Pointing records:
● ● ● ● ●

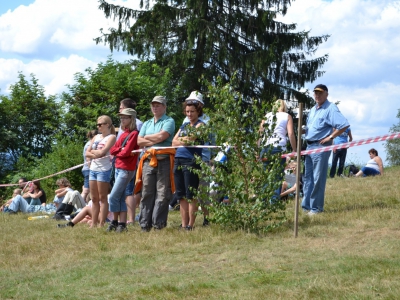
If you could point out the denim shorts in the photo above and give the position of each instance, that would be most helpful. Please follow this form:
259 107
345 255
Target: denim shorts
85 174
100 176
130 186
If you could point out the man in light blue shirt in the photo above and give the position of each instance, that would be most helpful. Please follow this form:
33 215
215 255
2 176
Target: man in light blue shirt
340 154
324 123
156 188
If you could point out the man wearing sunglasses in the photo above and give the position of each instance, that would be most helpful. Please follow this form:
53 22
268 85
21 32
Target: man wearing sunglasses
154 176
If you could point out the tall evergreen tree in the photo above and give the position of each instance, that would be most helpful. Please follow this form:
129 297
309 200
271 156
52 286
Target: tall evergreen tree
392 147
218 38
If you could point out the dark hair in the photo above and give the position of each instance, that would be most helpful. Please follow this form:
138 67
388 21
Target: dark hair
37 183
91 133
23 179
197 105
373 151
128 103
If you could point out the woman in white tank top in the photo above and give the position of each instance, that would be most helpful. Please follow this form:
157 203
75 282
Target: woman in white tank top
100 169
275 133
373 167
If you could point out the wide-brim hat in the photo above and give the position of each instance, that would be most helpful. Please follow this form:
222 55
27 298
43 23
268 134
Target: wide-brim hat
195 96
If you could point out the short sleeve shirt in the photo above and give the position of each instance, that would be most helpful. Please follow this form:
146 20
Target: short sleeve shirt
164 123
322 120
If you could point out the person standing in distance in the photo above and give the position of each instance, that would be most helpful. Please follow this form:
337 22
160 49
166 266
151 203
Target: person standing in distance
154 175
340 154
324 123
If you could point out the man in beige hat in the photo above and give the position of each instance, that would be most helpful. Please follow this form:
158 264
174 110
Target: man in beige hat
155 167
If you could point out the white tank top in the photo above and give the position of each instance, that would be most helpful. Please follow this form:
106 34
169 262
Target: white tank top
279 136
104 163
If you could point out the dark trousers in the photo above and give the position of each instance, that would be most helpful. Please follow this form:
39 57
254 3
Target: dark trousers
340 155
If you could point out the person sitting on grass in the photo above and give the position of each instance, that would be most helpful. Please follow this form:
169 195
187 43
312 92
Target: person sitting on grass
19 203
15 193
373 167
64 186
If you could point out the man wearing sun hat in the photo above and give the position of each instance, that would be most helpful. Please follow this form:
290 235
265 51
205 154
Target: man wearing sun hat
154 175
324 123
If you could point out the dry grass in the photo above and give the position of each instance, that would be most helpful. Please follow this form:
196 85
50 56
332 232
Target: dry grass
349 252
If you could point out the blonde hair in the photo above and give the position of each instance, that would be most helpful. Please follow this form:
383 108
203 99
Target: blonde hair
280 105
107 120
17 192
63 181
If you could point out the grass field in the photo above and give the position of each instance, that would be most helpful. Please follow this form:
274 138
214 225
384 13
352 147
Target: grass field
351 251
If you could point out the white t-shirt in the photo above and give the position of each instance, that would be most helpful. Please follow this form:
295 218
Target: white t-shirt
279 136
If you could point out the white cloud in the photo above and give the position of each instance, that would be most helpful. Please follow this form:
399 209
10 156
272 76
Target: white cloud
53 76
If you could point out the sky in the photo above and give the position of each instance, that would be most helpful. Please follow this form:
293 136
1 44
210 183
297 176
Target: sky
53 39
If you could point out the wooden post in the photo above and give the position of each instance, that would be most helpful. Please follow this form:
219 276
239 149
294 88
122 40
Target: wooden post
298 170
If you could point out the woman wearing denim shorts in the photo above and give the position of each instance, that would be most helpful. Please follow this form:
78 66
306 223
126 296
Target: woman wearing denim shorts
100 168
125 166
185 160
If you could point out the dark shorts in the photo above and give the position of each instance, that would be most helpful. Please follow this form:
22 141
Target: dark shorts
186 181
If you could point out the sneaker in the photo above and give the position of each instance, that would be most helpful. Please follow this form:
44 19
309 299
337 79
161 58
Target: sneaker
111 227
146 229
121 228
64 225
313 213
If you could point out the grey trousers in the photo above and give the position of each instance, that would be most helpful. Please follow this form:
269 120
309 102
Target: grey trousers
156 194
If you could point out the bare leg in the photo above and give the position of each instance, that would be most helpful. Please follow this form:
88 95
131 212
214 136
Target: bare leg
184 209
95 202
360 173
103 188
193 208
85 193
130 203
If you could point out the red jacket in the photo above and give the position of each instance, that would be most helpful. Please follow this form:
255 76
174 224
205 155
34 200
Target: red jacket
124 159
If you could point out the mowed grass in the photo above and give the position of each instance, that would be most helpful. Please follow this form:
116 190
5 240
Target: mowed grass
351 251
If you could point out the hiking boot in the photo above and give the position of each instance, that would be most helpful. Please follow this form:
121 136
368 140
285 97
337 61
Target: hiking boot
121 228
111 227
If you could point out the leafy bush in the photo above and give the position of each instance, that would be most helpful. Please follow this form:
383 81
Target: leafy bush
243 178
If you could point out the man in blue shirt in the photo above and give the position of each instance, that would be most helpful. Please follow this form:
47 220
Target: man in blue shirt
156 174
324 123
340 154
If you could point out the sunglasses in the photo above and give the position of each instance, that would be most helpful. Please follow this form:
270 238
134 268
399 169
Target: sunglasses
192 101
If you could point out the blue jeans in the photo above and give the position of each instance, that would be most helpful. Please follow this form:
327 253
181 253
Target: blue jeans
117 196
269 150
339 155
315 179
369 171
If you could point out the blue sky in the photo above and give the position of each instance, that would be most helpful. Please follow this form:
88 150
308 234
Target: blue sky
53 39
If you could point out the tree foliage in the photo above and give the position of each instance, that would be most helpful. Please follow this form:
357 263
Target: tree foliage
220 38
29 120
392 147
99 91
243 178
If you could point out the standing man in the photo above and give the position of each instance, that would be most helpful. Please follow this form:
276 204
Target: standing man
154 173
324 123
340 154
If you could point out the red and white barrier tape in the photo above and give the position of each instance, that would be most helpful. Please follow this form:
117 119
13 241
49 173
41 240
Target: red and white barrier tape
376 139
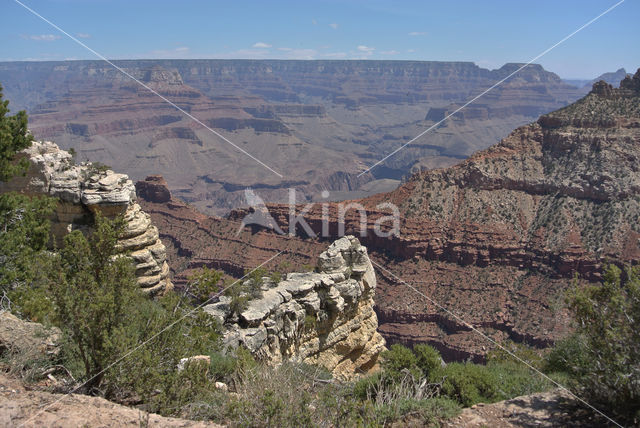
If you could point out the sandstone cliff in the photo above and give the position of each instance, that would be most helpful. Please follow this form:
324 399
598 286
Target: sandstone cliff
319 123
85 189
324 318
499 237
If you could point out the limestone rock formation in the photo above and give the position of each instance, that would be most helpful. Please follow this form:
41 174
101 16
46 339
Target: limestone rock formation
85 189
324 318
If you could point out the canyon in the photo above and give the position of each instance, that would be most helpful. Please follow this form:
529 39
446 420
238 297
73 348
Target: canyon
317 123
495 241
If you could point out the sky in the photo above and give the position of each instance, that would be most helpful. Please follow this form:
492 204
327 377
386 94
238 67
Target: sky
489 33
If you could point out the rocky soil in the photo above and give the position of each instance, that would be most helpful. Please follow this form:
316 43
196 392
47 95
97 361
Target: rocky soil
22 407
547 409
319 123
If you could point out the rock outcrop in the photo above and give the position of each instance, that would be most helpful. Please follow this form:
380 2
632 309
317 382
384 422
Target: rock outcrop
324 318
86 189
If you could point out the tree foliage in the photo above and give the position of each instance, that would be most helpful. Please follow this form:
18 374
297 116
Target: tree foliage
14 136
24 234
603 356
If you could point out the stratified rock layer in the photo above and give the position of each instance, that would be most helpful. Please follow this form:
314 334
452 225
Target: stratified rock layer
82 191
324 318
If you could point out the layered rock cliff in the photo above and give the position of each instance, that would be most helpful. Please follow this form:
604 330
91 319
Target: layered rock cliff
86 189
324 318
319 123
498 238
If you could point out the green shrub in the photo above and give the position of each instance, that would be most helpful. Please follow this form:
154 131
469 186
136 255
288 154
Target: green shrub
514 379
14 136
428 358
607 345
467 383
429 412
399 360
23 242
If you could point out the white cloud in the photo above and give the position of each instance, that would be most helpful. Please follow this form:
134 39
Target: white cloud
179 52
261 45
335 55
41 37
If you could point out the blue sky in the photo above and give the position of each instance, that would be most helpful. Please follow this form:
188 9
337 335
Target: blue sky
489 33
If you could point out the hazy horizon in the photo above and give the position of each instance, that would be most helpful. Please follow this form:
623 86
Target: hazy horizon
488 34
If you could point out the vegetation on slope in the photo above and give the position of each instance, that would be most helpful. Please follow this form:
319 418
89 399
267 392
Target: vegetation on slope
122 345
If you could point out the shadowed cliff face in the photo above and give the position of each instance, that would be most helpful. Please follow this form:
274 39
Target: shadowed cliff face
496 239
318 123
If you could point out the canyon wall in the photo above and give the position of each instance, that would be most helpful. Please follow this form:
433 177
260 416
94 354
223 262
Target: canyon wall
497 239
86 189
318 123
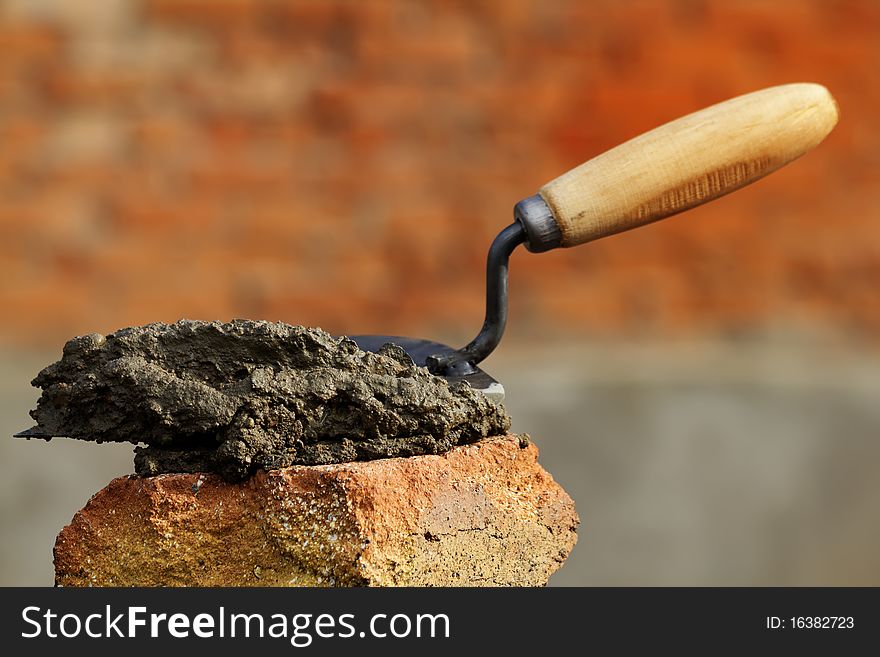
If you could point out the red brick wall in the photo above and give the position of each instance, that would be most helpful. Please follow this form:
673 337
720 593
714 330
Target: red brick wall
346 164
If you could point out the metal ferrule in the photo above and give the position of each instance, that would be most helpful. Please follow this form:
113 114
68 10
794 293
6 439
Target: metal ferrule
542 229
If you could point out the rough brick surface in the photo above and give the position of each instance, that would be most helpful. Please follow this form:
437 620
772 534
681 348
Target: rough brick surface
345 164
484 514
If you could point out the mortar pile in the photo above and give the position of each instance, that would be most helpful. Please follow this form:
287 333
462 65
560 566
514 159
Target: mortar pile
235 397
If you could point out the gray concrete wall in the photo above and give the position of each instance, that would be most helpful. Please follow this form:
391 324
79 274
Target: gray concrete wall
690 463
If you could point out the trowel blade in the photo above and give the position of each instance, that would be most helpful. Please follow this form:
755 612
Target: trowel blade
419 350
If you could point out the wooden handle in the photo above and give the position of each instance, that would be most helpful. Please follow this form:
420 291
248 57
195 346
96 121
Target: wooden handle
689 161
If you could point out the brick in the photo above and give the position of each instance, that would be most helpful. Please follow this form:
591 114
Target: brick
484 514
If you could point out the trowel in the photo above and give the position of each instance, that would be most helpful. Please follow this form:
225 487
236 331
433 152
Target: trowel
673 168
668 170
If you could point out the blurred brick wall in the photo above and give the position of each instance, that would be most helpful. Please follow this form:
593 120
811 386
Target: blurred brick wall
346 164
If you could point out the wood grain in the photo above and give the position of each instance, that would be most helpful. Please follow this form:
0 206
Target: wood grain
690 161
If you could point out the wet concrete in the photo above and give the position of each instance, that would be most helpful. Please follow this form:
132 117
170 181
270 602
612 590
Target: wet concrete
235 397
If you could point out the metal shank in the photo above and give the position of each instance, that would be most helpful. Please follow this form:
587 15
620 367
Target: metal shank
463 361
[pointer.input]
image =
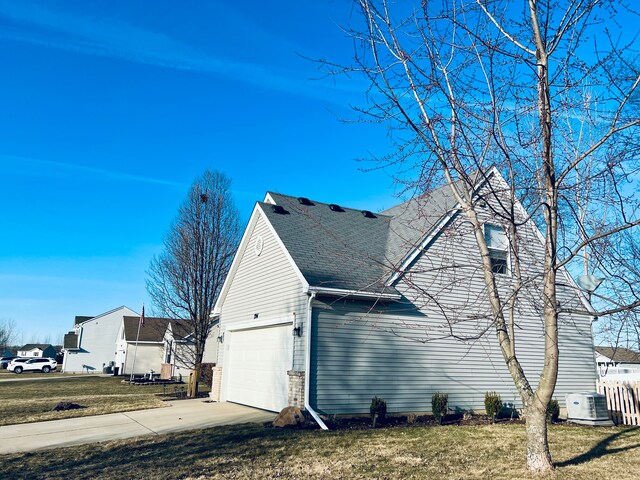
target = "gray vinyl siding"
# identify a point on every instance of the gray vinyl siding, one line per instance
(360, 350)
(267, 285)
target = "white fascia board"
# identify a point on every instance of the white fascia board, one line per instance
(339, 292)
(257, 324)
(143, 342)
(269, 199)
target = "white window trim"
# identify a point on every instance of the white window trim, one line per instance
(507, 249)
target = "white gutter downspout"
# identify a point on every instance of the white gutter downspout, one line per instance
(307, 352)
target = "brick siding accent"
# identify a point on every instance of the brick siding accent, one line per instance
(216, 384)
(296, 388)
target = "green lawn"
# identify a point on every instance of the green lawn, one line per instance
(32, 400)
(253, 451)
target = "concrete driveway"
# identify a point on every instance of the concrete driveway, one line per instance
(179, 415)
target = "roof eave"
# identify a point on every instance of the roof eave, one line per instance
(341, 292)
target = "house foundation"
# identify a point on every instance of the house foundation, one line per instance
(296, 389)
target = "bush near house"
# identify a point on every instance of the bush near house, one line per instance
(492, 405)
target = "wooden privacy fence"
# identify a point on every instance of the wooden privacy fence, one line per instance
(623, 400)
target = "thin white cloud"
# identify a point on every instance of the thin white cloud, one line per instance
(122, 40)
(16, 161)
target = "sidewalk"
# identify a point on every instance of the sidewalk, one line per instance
(179, 415)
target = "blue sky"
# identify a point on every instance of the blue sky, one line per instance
(110, 110)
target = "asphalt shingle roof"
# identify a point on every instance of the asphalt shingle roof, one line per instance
(70, 340)
(81, 319)
(347, 249)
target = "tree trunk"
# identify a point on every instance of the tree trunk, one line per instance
(538, 454)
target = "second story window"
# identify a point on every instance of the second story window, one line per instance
(498, 245)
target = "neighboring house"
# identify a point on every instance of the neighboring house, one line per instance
(91, 345)
(160, 343)
(617, 361)
(325, 307)
(37, 350)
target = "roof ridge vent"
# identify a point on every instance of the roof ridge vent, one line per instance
(305, 201)
(278, 209)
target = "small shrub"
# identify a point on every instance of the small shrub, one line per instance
(378, 409)
(439, 403)
(206, 374)
(492, 405)
(553, 411)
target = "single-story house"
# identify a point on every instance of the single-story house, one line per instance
(37, 350)
(326, 306)
(91, 345)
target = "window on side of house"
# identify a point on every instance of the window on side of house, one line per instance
(498, 245)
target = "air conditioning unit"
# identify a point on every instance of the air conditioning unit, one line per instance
(588, 408)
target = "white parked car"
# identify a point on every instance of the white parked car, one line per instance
(44, 365)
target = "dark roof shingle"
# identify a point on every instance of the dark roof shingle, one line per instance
(351, 249)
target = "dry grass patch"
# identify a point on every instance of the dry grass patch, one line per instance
(32, 401)
(252, 451)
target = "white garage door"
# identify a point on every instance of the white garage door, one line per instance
(257, 365)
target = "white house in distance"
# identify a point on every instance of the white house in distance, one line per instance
(162, 343)
(109, 340)
(91, 345)
(326, 306)
(37, 350)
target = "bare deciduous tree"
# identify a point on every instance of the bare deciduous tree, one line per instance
(184, 281)
(465, 85)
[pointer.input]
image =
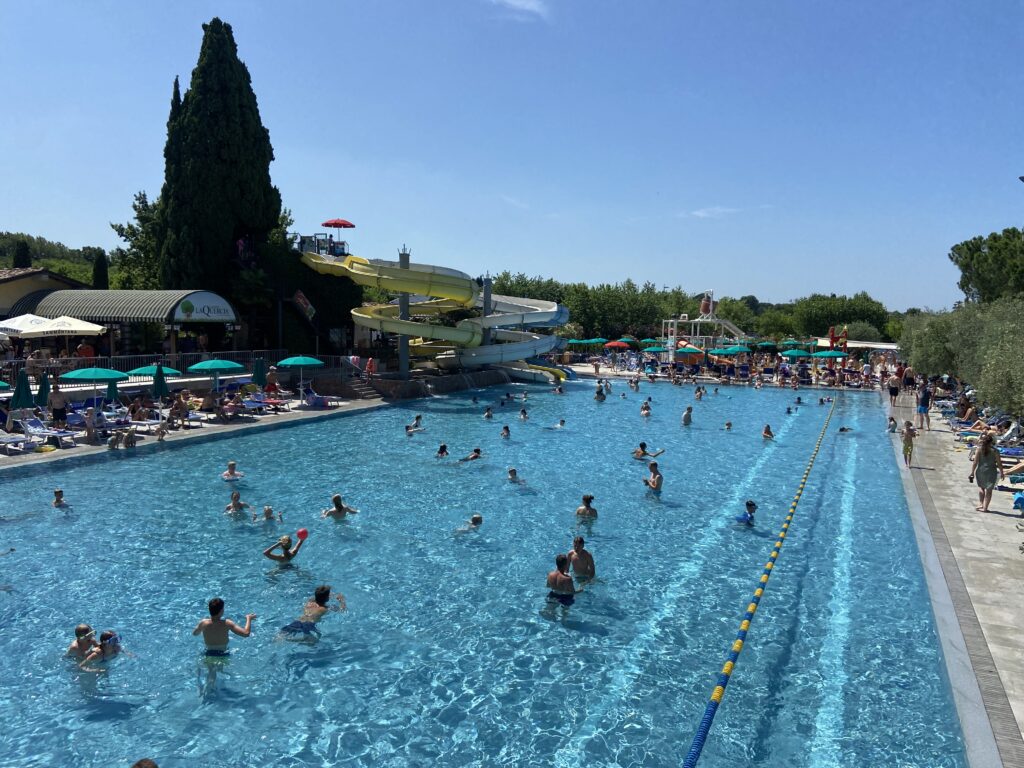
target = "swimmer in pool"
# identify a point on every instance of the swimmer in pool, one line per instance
(585, 509)
(476, 454)
(109, 647)
(287, 553)
(472, 524)
(236, 505)
(338, 509)
(581, 560)
(231, 473)
(653, 482)
(304, 628)
(748, 517)
(84, 642)
(215, 629)
(268, 514)
(560, 585)
(640, 453)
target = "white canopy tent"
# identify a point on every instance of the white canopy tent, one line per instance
(64, 327)
(16, 326)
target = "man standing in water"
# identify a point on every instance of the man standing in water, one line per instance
(653, 482)
(581, 560)
(560, 585)
(215, 629)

● ● ● ● ●

[What you should do]
Which lines of the records above contain the word "garage"? List every such line in full.

[The completed task]
target = "white garage door"
# identify a point on every instance of the white garage door, one line per instance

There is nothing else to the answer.